With the images left out, print every entry that follows exactly.

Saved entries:
———
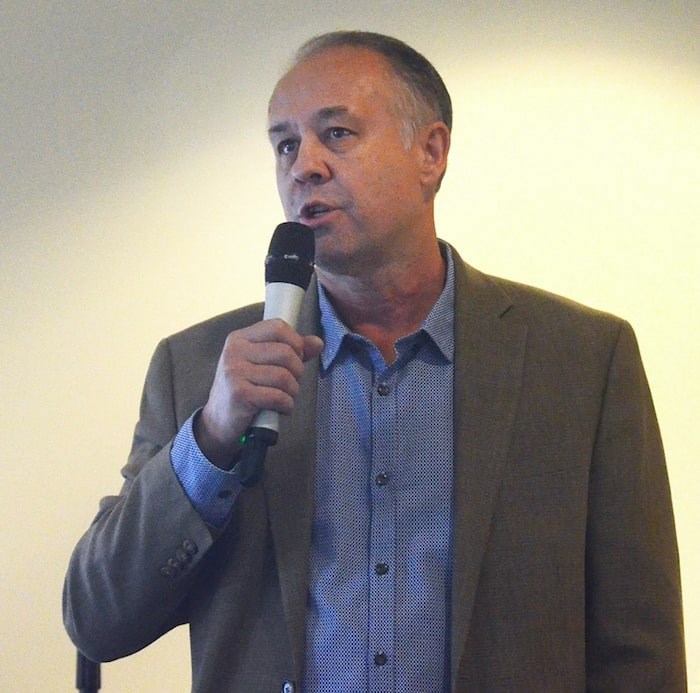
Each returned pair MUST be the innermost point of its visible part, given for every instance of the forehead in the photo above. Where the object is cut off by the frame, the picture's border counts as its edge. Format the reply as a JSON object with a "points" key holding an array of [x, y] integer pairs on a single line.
{"points": [[339, 77]]}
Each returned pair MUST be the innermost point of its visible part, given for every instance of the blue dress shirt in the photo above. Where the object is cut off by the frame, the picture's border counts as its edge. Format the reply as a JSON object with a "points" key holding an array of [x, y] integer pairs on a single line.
{"points": [[379, 588]]}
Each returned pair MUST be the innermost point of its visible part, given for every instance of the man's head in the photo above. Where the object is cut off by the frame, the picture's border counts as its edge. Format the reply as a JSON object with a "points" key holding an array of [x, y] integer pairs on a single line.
{"points": [[359, 154], [422, 97]]}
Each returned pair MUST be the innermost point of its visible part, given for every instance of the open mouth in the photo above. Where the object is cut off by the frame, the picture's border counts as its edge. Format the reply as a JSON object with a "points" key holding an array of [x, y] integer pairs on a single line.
{"points": [[314, 211]]}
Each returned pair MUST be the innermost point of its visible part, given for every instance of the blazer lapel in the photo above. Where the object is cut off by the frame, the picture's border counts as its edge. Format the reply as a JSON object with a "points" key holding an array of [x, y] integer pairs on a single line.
{"points": [[289, 490], [489, 356]]}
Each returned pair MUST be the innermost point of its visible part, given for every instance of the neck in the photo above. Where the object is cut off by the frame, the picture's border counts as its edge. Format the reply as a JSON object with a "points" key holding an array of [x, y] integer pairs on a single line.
{"points": [[390, 304]]}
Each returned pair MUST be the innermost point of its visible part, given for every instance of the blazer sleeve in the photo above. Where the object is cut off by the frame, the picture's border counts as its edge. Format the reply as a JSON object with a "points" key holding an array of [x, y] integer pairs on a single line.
{"points": [[130, 574], [633, 601]]}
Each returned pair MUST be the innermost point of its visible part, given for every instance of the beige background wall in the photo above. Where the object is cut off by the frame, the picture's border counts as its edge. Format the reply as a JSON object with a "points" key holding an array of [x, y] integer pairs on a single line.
{"points": [[137, 197]]}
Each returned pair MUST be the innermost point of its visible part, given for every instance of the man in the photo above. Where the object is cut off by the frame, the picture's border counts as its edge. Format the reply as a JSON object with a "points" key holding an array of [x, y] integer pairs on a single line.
{"points": [[469, 490]]}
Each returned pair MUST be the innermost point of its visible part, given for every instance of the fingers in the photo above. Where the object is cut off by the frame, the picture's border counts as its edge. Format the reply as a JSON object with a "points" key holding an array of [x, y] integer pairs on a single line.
{"points": [[259, 368]]}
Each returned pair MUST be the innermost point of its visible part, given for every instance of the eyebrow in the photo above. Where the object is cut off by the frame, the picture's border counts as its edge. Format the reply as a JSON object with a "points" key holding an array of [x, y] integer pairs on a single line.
{"points": [[326, 113]]}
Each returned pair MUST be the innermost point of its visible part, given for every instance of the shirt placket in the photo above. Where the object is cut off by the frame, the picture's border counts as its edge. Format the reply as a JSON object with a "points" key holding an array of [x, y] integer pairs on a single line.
{"points": [[382, 550]]}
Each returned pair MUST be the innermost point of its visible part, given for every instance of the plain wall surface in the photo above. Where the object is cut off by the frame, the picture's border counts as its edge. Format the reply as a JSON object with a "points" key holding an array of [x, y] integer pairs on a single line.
{"points": [[137, 197]]}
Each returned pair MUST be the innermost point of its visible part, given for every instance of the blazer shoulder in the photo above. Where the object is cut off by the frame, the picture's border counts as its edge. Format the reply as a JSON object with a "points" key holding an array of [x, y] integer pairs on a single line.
{"points": [[216, 329]]}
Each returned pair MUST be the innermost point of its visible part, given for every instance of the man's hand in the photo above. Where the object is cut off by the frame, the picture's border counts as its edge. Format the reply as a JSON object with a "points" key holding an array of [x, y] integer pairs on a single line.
{"points": [[259, 368]]}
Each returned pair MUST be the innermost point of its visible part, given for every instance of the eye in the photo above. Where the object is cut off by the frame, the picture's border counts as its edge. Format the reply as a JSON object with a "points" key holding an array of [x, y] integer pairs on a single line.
{"points": [[286, 147], [338, 133]]}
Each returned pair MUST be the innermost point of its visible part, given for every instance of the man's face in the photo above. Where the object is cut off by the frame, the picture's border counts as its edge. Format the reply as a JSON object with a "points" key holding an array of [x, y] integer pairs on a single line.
{"points": [[342, 167]]}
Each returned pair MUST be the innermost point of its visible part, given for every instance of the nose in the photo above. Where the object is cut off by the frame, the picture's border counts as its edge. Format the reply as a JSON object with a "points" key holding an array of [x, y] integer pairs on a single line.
{"points": [[310, 164]]}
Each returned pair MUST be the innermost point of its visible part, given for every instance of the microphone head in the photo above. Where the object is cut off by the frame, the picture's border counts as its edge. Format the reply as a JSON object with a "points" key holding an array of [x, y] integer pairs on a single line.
{"points": [[290, 258]]}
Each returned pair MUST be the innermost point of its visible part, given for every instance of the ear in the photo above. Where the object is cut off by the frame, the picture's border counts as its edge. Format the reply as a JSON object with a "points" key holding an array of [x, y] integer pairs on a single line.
{"points": [[435, 145]]}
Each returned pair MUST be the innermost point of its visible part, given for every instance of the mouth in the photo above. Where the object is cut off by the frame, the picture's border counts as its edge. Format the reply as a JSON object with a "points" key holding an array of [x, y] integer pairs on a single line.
{"points": [[314, 211]]}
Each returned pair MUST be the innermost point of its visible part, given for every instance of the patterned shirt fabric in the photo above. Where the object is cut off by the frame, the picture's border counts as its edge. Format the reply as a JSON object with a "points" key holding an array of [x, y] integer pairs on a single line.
{"points": [[379, 589], [378, 612]]}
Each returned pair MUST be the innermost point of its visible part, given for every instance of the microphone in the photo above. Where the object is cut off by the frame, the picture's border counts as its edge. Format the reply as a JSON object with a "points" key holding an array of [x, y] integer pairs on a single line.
{"points": [[288, 268]]}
———
Solution to the exercise.
Each returned pair MUST be the innermost point of its visible part, given for every instance of the forehead in the photo above. Where the object is cut off by the frame, the picture's border counts as its edge. Format the reply as a JSON object with a "points" key holding an array of [x, y] integer pairs on a single line.
{"points": [[339, 77]]}
Each returned pair MUST be the innermost point of its visible part, given for every instance of the blue dress shirt in the photo above. Where the object is cut off by the frame, the picture's border counts as its edge. Format the reply as a JSON object with a "points" key holding an array of [x, y] integer pairs on a single line.
{"points": [[379, 588]]}
Each returned pair MUST be the innermost point of its visible part, given for every instance of the man's head in the photo above. Where the object is cut off by the frame, the picture's border counts as its edge. Format the reply as a JSON object with a "points" key holding an array of [x, y] integer pairs on a single line.
{"points": [[359, 154], [422, 97]]}
Each returned pair MUST be the innermost point of its visible part, given for every instance of the open mouth in the photo above. Where the object is cut off by the frame, the picture's border counts as its edge. Format the reply as a JSON object with a "points" key holding an array of [x, y] integer pairs on a single line.
{"points": [[314, 211]]}
Each returned pair MUST be the innermost point of its visible part, given for every instance of the blazer lapel in the photo above. Where the object is cut off by the frame, the picture's border counts as its edge. Format the reply as a JSON object with a "points" key holding an array of [x, y] integer pairs on a single line.
{"points": [[289, 490], [489, 356]]}
Each returned pair MUST be the innermost point of its visible part, given for every instance of the neck in the photo above. Where the object is cut off by the frame, the picture's border counts as its edge. Format the reply as a JSON object with a "points" key holding an array of [x, y] integer pairs on a single line.
{"points": [[390, 304]]}
Each returned pair MUST be the innermost point of its visible part, given for every instance of the blazer sleeve in the photo above. Where the object is cut off by the frame, the picture's border counts as its edge. Format the reply as a JSON object with a "points" key holding an array of [x, y] integer pairs on a single line.
{"points": [[130, 574], [633, 601]]}
Each returned pair MUST be the innermost point of its visible part, given for every instance of the beige background wall in the photo above. Where the object is cut off by the frame, the picture's border counts as its edge. Format the reply as a JSON object with a "points" key holding an array of [x, y] integer pairs on a single line.
{"points": [[137, 197]]}
Each returned pair MUST be the innermost point of its visible part, given for every instance of the man in the photo above. Where the object is cut off by the frame, the picture's border counts as its edge. Format the reply as a JSON object with a "points" key holding an array of [x, y] integer pairs on a single line.
{"points": [[469, 490]]}
Each returned pair MUST be the innermost point of its visible part, given for every instance of the fingers in the photo above. Where the object is cut off by the frame, the picture's border counts as its edge. Format the reply as a JSON object with a "points" key holding an array of [x, y] integer pairs on a single line.
{"points": [[259, 368]]}
Each returned pair MUST be the innermost point of its visible part, given for every instance of the eyebrow in the photo above. Where the object is cut off by the frame, the picture's border counts as its edge. Format the reply as a JSON object with a "points" key holding an array of [x, y] integer pairs on a single line.
{"points": [[326, 113]]}
Each returned pair MUST be the innermost point of its visible part, given for every instance of the shirt placket in the photo above. Where the object is cut off by the frame, the picture's border counts as its edge. Format the reply as a JSON object with a "points" key holding an array of [x, y] integer pairs on a single line.
{"points": [[382, 550]]}
Each returned pair MUST be the innermost point of its visible part, given for every instance of the plain wall surface in the photo above. Where the object is cut off by the frame, the picture's border counts as its edge. Format the reply as a JSON object with a "points" key holding an array of [x, y] integer pairs on a single line.
{"points": [[137, 197]]}
Each returned pair MUST be the innermost point of its visible part, given for every instance of the blazer shoulder in the photo above. Where the object is cut off by the frame, the picture's border counts as its edge. Format the reply as a JSON object with a "points" key holding an array of [x, y] integer pairs on a single line.
{"points": [[216, 329]]}
Each returned pair MUST be the innermost point of its visible part, given for every instance of the man's hand in the photo above. Where the object is cut off by the frame, the picture's border counts as its edge. Format the reply as a JSON object with a "points" key holding an array of [x, y] integer pairs on a single line.
{"points": [[259, 368]]}
Each returned pair MUST be the innermost point of its visible part, given for every instance of the eye in the photo above. Where the object is cut off by the frame, the picture's border counts as its edge. Format the reply as a JSON object with a "points" key holding an array of [x, y] integer pairs on a single line.
{"points": [[286, 147], [338, 133]]}
Each returned pair MUST be the innermost point of its visible part, given for every instance of the man's face in the photo above. Where the object is cut off by the frame, the picture's border counts as its edge. Format the reply as a JSON object with a "points" key holding an array of [x, y] integer pairs on a single line.
{"points": [[342, 167]]}
Each returned pair MUST be the innermost point of its visible part, given for every instance of the nose in the photo above. Where the object is cut off by the frame, the picture's border counts as its edge. Format the reply as a JSON object with a "points" key holding an array of [x, y] integer pairs on a single line.
{"points": [[310, 164]]}
Each returned pair MUST be the innermost point of its visible part, given for every instance of the microphone head in the photo above. Where the object is cut off by the frame, the picture's border counts as its edge. Format the reply as a JSON object with a "points" key holding an array of [x, y] integer pairs on a single line.
{"points": [[290, 258]]}
Each returned pair MUST be the innermost point of its visible part, given for every instance of the ear in the photo above. Where the object is cut off by the frame, the picture's border counts as its edge. Format the reply as a JSON object with a "points" key holding an array of [x, y] integer pairs on a single line.
{"points": [[435, 145]]}
Each returned pair MUST be the innermost point of its visible part, given for every instance of the mouth in the photo above. Where the object is cut off by the frame, the picture's border counts as its edge. Format the reply as a JSON object with a "points" key holding an array of [x, y] integer pairs on a single line.
{"points": [[314, 211]]}
Each returned pair MUST be the innermost point of its visible part, given for every instance of the patterned shirt fabric in the photo above. Where the object is cut off by the frame, the picture's border counts as its edge. Format the reply as a JSON object with a "points" key holding an array of [x, y] integer pairs on a single line.
{"points": [[379, 589], [378, 612]]}
Each returned pair MUST be the innermost point of its visible part, given for every instance of the microphone in the photo above. Where the object is cut off by the frame, the picture's border counts as its edge. Format the reply as a JSON object with a "points" key holding an array of [x, y] integer pairs on a single line.
{"points": [[288, 268]]}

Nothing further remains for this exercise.